Task to complete: Rewrite the data starting with the line that contains "Point out every instance of the apartment" and going on through the end, keeping every line, including the instructions. Increase each x and y coordinate in the answers by 17.

>> Start

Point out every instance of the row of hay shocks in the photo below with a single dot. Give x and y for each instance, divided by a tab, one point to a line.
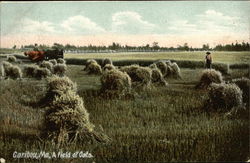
66	118
231	97
43	70
118	81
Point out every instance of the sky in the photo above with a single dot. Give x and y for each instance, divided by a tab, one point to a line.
170	23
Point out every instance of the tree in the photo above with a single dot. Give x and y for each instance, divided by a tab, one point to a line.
155	46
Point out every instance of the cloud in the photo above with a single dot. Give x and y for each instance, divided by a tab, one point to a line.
182	26
210	21
81	25
130	23
29	26
217	20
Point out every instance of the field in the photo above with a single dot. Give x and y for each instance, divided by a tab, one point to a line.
162	124
221	57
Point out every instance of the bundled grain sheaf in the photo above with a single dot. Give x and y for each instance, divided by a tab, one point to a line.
94	68
175	70
224	96
157	77
162	66
60	69
106	61
60	85
40	73
88	62
53	61
244	85
61	61
208	77
140	76
30	70
11	58
10	71
108	67
5	68
152	66
67	119
115	83
48	65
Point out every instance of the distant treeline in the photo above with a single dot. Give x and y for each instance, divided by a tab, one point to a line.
154	47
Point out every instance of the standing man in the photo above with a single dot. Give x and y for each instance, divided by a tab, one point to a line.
208	60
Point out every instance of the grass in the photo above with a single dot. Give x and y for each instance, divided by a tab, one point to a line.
159	125
222	57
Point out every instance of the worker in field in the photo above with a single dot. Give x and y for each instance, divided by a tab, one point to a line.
208	60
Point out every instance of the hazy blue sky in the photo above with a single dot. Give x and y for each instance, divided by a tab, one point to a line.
168	22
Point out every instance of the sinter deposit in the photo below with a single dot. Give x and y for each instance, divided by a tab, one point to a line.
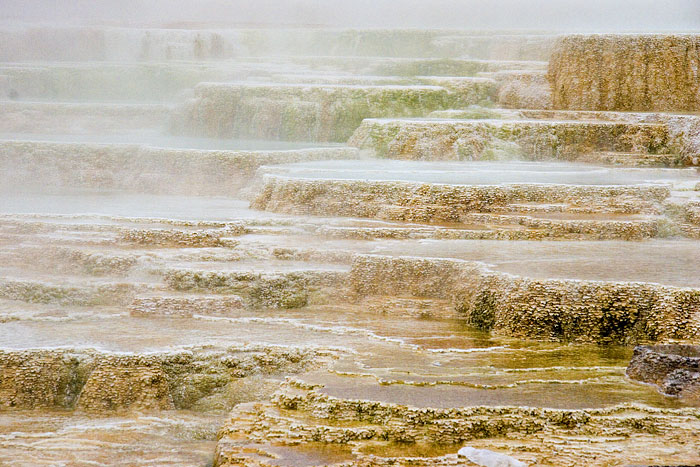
306	246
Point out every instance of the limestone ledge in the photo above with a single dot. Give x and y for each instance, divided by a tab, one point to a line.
675	369
292	289
432	202
301	415
307	112
94	381
506	139
544	309
650	72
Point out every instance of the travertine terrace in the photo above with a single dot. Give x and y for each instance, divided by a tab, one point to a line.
347	247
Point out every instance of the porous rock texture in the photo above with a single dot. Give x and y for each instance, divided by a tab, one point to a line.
674	368
650	72
549	309
505	139
302	415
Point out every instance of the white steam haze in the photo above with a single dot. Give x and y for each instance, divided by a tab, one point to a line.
554	15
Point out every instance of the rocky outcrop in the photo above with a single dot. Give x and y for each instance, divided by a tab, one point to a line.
674	368
203	379
302	415
652	72
304	112
561	310
505	139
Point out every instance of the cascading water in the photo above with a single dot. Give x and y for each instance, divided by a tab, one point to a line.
306	246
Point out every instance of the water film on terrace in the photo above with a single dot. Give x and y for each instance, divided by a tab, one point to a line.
305	233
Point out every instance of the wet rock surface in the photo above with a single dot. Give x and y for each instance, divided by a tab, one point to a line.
675	369
430	244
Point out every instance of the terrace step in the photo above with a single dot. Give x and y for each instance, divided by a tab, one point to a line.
505	139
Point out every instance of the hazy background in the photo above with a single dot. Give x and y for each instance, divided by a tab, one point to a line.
559	15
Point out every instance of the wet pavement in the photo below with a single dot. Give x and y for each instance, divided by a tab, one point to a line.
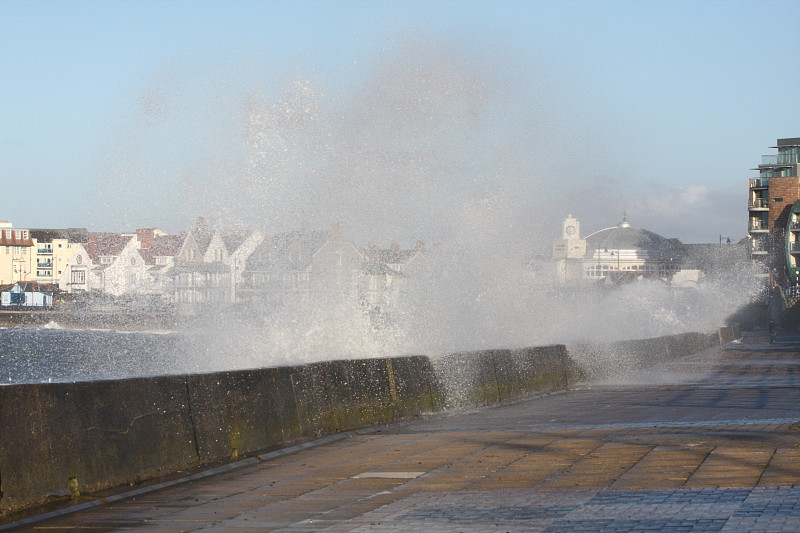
709	443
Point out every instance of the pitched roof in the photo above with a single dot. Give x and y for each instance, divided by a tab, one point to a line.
233	239
287	251
70	234
162	246
110	246
202	239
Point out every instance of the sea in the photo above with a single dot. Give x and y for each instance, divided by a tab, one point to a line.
52	354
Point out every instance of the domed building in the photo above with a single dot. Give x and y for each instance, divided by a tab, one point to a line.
619	249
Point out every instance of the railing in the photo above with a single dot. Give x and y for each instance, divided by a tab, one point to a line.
780	159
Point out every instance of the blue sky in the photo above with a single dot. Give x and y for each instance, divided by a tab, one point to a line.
124	114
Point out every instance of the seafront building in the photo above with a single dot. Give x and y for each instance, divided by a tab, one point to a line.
615	254
771	197
17	254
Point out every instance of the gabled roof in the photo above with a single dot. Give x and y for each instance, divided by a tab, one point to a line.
70	234
162	246
110	246
13	240
389	256
202	239
372	268
289	251
233	239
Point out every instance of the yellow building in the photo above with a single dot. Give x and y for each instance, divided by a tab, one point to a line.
17	254
53	249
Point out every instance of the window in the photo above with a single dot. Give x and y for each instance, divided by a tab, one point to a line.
78	276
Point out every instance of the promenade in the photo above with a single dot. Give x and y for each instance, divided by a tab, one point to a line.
708	443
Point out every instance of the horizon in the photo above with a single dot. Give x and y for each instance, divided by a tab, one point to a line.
401	120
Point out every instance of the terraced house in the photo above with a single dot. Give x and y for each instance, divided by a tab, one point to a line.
17	255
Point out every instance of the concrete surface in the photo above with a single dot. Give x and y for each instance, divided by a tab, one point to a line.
708	443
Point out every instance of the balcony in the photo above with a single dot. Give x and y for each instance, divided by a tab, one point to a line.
780	159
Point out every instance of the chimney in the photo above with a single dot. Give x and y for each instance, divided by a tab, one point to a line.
336	232
145	238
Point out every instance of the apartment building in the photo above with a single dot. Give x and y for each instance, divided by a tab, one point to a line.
53	250
17	255
771	197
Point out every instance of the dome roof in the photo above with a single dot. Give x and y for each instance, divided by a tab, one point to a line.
625	237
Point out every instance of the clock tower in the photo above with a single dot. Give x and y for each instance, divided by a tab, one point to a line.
568	251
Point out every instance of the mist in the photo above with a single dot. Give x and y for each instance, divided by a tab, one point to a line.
433	143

>> End

Answer to this problem:
Point out every instance of the apartment building in the photo above with a single dot. Give x and y for each instance, divided by a tab, one point to a line.
70	267
34	272
788	214
Point out every instance of the dome roof in the photo above with a single dot. Give x and y for each instance, divided by a tab, one point to a line.
642	254
Point out every instance of the clock tower in the photo above with a single dot. Give x and y for each instance, divided by a tab, one point to a line.
585	268
Point out every instance of the mist in the photo above with a single dot. Give x and y for each instance, divided by a tab, one point to a line.
450	160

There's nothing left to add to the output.